*Short exercise*: Arrange every line of the material below as a numbered list, skipping blank lines and omitting the pictures.

*Material supplied*:
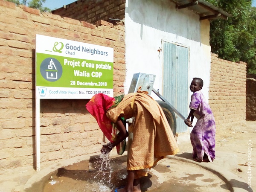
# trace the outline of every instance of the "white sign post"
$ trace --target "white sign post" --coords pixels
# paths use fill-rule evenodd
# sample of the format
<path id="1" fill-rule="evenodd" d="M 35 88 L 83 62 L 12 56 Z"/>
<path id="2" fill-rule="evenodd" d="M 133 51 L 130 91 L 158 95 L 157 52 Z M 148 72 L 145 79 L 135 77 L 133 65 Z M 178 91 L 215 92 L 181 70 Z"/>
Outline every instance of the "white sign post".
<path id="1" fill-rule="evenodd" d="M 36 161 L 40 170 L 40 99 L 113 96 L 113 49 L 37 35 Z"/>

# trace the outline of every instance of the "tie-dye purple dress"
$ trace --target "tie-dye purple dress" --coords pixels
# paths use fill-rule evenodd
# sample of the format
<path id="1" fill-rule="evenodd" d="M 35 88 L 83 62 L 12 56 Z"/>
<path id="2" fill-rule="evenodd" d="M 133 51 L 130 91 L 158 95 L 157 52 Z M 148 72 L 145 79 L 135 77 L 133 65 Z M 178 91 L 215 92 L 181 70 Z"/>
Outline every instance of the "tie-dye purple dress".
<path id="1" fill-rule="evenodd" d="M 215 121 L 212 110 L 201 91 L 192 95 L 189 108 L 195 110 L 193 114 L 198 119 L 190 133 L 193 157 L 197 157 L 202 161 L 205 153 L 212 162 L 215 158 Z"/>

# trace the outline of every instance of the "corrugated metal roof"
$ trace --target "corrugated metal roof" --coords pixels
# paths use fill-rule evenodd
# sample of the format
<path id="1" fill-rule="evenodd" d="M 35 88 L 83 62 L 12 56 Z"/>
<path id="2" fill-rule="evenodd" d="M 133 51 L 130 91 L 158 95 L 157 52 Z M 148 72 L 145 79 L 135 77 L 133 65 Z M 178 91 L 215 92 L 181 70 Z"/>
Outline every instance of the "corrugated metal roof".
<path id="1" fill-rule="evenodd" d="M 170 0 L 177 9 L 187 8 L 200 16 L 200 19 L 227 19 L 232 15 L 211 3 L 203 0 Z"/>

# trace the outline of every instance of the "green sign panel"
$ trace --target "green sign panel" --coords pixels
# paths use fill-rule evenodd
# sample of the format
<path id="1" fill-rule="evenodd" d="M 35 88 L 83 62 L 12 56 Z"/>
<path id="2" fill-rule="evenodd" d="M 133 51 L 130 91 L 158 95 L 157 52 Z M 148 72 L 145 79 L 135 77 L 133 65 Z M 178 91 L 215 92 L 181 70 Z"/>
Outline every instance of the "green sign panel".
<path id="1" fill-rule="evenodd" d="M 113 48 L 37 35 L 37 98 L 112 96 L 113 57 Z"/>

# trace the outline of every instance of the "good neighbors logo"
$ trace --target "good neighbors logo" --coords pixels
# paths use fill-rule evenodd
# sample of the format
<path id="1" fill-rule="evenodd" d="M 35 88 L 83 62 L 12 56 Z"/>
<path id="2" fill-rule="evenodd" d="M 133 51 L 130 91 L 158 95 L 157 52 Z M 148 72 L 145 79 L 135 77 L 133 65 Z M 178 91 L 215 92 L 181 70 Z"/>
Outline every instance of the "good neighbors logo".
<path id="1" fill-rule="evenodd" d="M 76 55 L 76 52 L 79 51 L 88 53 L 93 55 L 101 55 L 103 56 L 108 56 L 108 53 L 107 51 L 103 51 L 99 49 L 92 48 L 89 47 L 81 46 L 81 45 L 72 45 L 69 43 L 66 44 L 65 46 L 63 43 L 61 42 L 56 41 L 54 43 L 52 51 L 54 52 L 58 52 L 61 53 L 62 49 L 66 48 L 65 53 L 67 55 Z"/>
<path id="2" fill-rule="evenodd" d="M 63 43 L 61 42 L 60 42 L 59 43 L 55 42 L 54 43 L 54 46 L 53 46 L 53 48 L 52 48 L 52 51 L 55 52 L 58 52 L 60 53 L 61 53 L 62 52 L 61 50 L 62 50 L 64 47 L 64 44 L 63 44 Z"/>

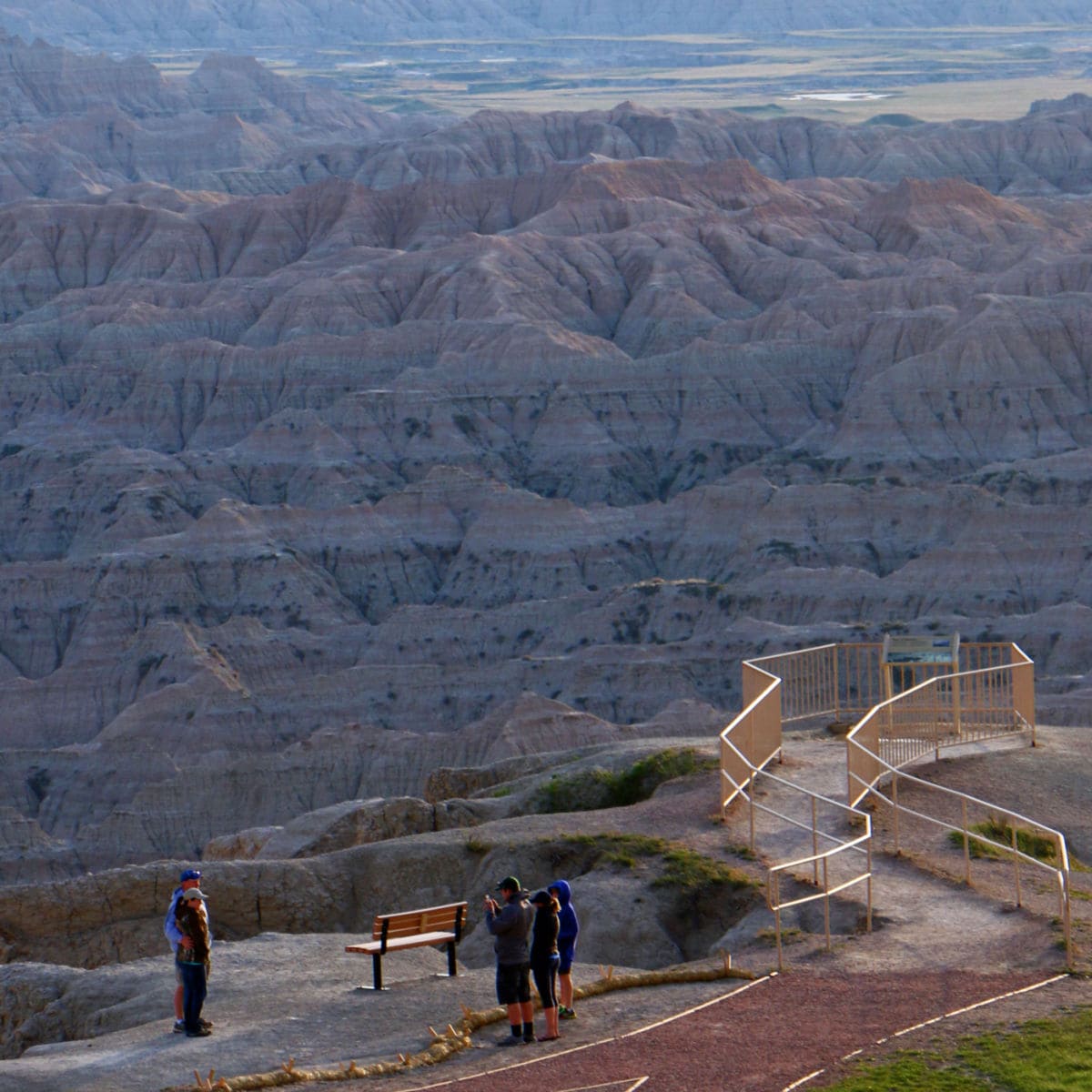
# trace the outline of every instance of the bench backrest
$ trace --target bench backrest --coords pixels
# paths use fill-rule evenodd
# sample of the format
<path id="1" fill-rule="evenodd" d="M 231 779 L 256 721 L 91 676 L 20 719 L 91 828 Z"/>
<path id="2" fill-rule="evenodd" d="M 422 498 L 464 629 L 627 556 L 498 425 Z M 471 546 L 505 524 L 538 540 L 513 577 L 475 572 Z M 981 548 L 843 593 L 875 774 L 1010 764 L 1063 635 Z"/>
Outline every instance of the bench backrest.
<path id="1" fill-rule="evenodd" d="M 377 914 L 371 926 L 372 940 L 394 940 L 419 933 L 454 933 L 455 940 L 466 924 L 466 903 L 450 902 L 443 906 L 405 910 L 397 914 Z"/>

*Written response*:
1. # trace the outline of every instance of the "white sign post"
2. $ trace --target "white sign post" --coords pixels
3. # paths use fill-rule evenodd
4. # sample of the format
5. <path id="1" fill-rule="evenodd" d="M 35 88 L 83 62 L 12 56 Z"/>
6. <path id="2" fill-rule="evenodd" d="M 133 51 L 130 91 L 158 95 L 157 52 Z M 148 72 L 145 79 L 135 77 L 133 65 Z M 178 91 L 215 92 L 181 70 Z"/>
7. Outline every instance of the "white sign post".
8. <path id="1" fill-rule="evenodd" d="M 36 161 L 40 170 L 40 99 L 113 96 L 113 49 L 37 35 Z"/>
9. # trace the outline of every instance of the "tie-dye purple dress"
10. $ trace --target "tie-dye purple dress" --coords pixels
11. # paths use fill-rule evenodd
12. # sample of the format
13. <path id="1" fill-rule="evenodd" d="M 35 88 L 83 62 L 12 56 Z"/>
14. <path id="2" fill-rule="evenodd" d="M 133 51 L 130 91 L 158 95 L 157 52 Z M 148 72 L 145 79 L 135 77 L 133 65 Z M 178 91 L 215 92 L 181 70 Z"/>
15. Outline every instance of the "tie-dye purple dress".
16. <path id="1" fill-rule="evenodd" d="M 215 121 L 212 110 L 201 91 L 192 95 L 189 108 L 195 110 L 193 114 L 198 119 L 190 133 L 193 157 L 197 157 L 202 161 L 205 153 L 212 162 L 215 158 Z"/>
17. # trace the outline of every instance of the "corrugated metal roof"
18. $ trace --target "corrugated metal roof" --coords pixels
19. # paths use fill-rule evenodd
20. # sample of the format
21. <path id="1" fill-rule="evenodd" d="M 35 88 L 83 62 L 12 56 Z"/>
22. <path id="2" fill-rule="evenodd" d="M 133 51 L 130 91 L 158 95 L 157 52 Z M 148 72 L 145 79 L 135 77 L 133 65 Z M 178 91 L 215 92 L 181 70 Z"/>
23. Outline every instance of the "corrugated metal roof".
24. <path id="1" fill-rule="evenodd" d="M 170 0 L 177 9 L 187 8 L 200 16 L 200 19 L 227 19 L 232 15 L 211 3 L 203 0 Z"/>
25. # trace the outline of every instance of the "green sign panel"
26. $ trace --target "green sign panel" --coords pixels
27. # paths use fill-rule evenodd
28. # sample of the format
29. <path id="1" fill-rule="evenodd" d="M 35 88 L 83 62 L 12 56 Z"/>
30. <path id="2" fill-rule="evenodd" d="M 133 51 L 130 91 L 158 95 L 157 52 Z M 148 72 L 145 79 L 135 77 L 133 65 Z M 178 91 L 215 92 L 181 70 Z"/>
31. Outline every instance of the "green sign panel".
32. <path id="1" fill-rule="evenodd" d="M 113 48 L 37 35 L 37 98 L 112 96 L 113 57 Z"/>
33. # trace the outline of every instance of the "good neighbors logo"
34. $ trace --target "good neighbors logo" --coords pixels
35. # paths use fill-rule evenodd
36. # sample of the format
37. <path id="1" fill-rule="evenodd" d="M 35 88 L 83 62 L 12 56 Z"/>
38. <path id="2" fill-rule="evenodd" d="M 133 51 L 130 91 L 158 95 L 157 52 Z M 148 72 L 145 79 L 135 77 L 133 65 Z M 178 91 L 215 92 L 181 70 Z"/>
39. Outline every instance of the "good neighbors logo".
40. <path id="1" fill-rule="evenodd" d="M 76 55 L 76 52 L 79 51 L 88 53 L 93 55 L 101 55 L 103 56 L 108 56 L 108 53 L 107 51 L 103 51 L 99 49 L 92 48 L 89 47 L 81 46 L 81 45 L 72 45 L 69 43 L 66 44 L 65 46 L 63 43 L 61 42 L 56 41 L 54 43 L 52 51 L 54 52 L 58 52 L 61 53 L 62 49 L 66 48 L 65 53 L 67 55 Z"/>
41. <path id="2" fill-rule="evenodd" d="M 63 43 L 61 42 L 60 42 L 59 43 L 55 42 L 54 43 L 54 46 L 53 46 L 53 48 L 52 48 L 52 51 L 55 52 L 58 52 L 60 53 L 61 53 L 62 52 L 61 50 L 62 50 L 64 47 L 64 44 L 63 44 Z"/>
42. # trace the outline of every instance of the bench backrest
43. $ trace --target bench backrest --coords pixels
44. # paths use fill-rule evenodd
45. # sample of the format
46. <path id="1" fill-rule="evenodd" d="M 231 779 L 256 721 L 91 676 L 20 719 L 91 828 Z"/>
47. <path id="2" fill-rule="evenodd" d="M 422 498 L 464 629 L 627 556 L 498 425 Z M 471 546 L 505 524 L 538 540 L 513 577 L 475 572 Z M 981 548 L 843 593 L 875 774 L 1010 764 L 1063 635 Z"/>
48. Outline every instance of the bench backrest.
49. <path id="1" fill-rule="evenodd" d="M 377 914 L 371 926 L 372 940 L 394 940 L 419 933 L 454 933 L 455 940 L 466 924 L 466 903 L 450 902 L 443 906 L 405 910 L 397 914 Z"/>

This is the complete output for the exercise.